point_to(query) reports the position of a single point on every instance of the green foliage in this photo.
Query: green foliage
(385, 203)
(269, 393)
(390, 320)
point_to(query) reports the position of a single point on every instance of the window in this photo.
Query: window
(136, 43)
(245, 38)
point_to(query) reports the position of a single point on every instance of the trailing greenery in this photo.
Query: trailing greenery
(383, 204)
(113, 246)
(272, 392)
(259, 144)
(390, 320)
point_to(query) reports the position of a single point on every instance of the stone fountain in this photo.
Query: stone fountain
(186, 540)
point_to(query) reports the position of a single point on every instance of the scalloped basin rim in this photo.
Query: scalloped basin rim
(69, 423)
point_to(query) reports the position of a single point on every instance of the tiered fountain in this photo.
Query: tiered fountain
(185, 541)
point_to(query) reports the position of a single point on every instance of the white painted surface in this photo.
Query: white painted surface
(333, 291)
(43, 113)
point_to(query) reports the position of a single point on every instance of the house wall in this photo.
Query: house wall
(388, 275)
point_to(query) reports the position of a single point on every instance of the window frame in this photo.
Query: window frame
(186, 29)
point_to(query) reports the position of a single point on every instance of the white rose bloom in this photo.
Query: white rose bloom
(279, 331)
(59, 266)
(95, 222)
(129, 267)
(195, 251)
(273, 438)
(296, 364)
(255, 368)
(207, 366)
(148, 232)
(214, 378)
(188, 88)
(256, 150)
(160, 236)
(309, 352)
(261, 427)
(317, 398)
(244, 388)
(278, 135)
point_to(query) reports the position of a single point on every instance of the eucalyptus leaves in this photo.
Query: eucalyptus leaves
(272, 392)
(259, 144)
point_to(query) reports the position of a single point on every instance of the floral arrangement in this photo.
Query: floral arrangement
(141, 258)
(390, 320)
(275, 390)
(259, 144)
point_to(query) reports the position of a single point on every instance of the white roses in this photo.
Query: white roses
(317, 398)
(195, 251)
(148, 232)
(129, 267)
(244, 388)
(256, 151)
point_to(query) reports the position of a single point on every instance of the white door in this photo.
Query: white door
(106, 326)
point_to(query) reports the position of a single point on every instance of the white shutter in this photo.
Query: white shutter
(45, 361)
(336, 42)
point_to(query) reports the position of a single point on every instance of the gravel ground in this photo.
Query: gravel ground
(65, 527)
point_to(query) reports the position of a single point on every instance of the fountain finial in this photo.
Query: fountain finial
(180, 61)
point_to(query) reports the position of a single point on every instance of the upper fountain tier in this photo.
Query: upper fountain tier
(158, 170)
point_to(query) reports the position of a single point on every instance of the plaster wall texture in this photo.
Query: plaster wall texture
# # # # #
Goal of the exercise: Going line by line through the entries above, count each line that has the word "texture", then state the count alone.

Answer: 2